§ **Your goal**
Return all of the entries, keeping every word and mark as it is.
======== Information supplied
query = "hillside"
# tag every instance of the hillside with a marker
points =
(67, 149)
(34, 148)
================
§ **Output of the task**
query = "hillside"
# tag every instance of the hillside with a marker
points =
(67, 149)
(34, 148)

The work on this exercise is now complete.